-- Exercise --
Return the commentary on the Bond press conference below in full, word for word.

-- Passage given --
※ ※ ※

The trio spend four minutes talking, but saying nothing, at least nothing we didn’t already know! Through the poor audio one can barely make out Babz and her lackey MGW butcher the history of Fleming’s writing when they claim he started writing Bond “57 years ago.” No Babz your father started making Bond films 57 years ago in 1962. Fleming began writing his novels in 1952, 67 years ago. You may call me pedantic for that, but come on, Babz and her bro hold themselves up as the keepers of the Bond flame and yet can’t get a simple detail right in their own scripted presser!

MGW proceeds to lie through his teeth claiming Craig reads Fleming’s novels “from time to time for inspiration,” inspiration of what I surely don’t know. Remember, Craig is the man who thinks Bond is some sort of antihero, “the man you hate to love.” Old man Wilson also claims they stay “very true to the character (of Bond)”, laughable! I don’t remember Fleming’s character being such a miserable prick. MGW claims this character adherence to be part of the series’ endurance, If they stay so true to the character then why such a hard shift between actors? They all can’t be true when they’re all so different!

※ ※ ※

-- Recorded data --

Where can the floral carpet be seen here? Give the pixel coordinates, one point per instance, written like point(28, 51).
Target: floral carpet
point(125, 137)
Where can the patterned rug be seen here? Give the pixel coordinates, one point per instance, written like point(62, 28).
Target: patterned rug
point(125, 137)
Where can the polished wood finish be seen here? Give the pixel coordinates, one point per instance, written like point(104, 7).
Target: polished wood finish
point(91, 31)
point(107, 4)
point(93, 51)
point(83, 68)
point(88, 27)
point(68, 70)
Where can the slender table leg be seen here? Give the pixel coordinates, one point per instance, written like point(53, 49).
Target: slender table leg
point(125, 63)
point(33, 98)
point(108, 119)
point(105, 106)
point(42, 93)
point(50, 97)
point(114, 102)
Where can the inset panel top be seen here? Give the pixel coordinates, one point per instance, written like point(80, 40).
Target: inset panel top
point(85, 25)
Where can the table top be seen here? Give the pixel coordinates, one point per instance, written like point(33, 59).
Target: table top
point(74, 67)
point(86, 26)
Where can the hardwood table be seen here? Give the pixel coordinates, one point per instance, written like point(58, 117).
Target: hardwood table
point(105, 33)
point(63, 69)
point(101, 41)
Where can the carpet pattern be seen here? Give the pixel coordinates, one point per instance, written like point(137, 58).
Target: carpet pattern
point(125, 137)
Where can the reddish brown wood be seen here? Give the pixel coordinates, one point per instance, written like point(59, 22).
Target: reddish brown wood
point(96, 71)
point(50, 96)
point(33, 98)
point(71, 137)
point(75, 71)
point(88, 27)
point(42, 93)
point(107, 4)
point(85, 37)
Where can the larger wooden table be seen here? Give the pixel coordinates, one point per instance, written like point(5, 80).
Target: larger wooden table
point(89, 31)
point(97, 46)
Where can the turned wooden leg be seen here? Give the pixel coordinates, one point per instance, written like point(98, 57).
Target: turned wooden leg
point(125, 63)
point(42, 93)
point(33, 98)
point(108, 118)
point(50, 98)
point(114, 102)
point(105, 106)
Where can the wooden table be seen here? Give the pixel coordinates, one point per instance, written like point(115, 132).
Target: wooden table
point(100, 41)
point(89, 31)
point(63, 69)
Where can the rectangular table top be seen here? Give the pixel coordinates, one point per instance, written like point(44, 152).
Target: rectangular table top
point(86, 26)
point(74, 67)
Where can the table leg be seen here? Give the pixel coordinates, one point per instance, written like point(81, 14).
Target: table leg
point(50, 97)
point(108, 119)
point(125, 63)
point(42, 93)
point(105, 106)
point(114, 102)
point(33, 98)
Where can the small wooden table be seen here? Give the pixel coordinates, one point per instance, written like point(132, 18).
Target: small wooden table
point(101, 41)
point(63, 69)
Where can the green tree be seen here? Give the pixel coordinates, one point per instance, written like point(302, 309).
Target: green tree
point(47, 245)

※ ※ ※

-- Exercise response --
The trio spend four minutes talking, but saying nothing, at least nothing we didn’t already know! Through the poor audio one can barely make out Babz and her lackey MGW butcher the history of Fleming’s writing when they claim he started writing Bond “57 years ago.” No Babz your father started making Bond films 57 years ago in 1962. Fleming began writing his novels in 1952, 67 years ago. You may call me pedantic for that, but come on, Babz and her bro hold themselves up as the keepers of the Bond flame and yet can’t get a simple detail right in their own scripted presser!

MGW proceeds to lie through his teeth claiming Craig reads Fleming’s novels “from time to time for inspiration,” inspiration of what I surely don’t know. Remember, Craig is the man who thinks Bond is some sort of antihero, “the man you hate to love.” Old man Wilson also claims they stay “very true to the character (of Bond)”, laughable! I don’t remember Fleming’s character being such a miserable prick. MGW claims this character adherence to be part of the series’ endurance, If they stay so true to the character then why such a hard shift between actors? They all can’t be true when they’re all so different!